Switch every "animal-count log" in the listing below to "landmark survey log" and keep everything else unchanged.

Stored items from a collection:
** start **
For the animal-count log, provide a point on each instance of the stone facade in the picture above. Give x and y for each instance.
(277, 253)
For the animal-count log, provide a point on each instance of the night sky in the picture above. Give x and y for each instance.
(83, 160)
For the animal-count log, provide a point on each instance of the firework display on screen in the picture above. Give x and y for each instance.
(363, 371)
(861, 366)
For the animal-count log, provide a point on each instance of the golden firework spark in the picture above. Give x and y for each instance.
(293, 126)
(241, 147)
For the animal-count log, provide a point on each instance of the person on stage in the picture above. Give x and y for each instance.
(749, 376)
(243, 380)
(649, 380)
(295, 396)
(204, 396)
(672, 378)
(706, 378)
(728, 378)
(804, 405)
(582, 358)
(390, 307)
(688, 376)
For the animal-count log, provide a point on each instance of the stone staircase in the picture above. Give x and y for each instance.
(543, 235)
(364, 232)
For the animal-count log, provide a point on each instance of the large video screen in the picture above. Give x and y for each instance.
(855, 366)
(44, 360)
** end **
- Response
For the landmark survey log, provide a point on each instance of the stone facade in the picture above. Give x and y for each instance.
(277, 253)
For the landmark survey log, provide a point on each instance of the night sky in the picture above. Give x and y for each instance.
(83, 160)
For the landmark survey log, provide a point on each instance of the firework display on screen in the picture above. Give x and y for each instance.
(363, 371)
(861, 366)
For the landmark survey log, provide a point on each instance of the golden firework spark in the picture above. Give x and y for each instance.
(293, 126)
(241, 147)
For the landmark survey log, provide a point on each instance of the person on stage in the picture above. Give x and y for each instance.
(749, 376)
(243, 380)
(649, 380)
(295, 396)
(204, 396)
(672, 378)
(706, 378)
(728, 378)
(804, 405)
(582, 358)
(390, 307)
(688, 376)
For the landmark survey log, provide a point on each instance of the stone staircase in the picture above. Give x and y for each instance.
(543, 235)
(364, 232)
For the landmark survey log, provide a point on each instance of the large video screen in the picture above. Give x and y for each instance.
(855, 366)
(44, 360)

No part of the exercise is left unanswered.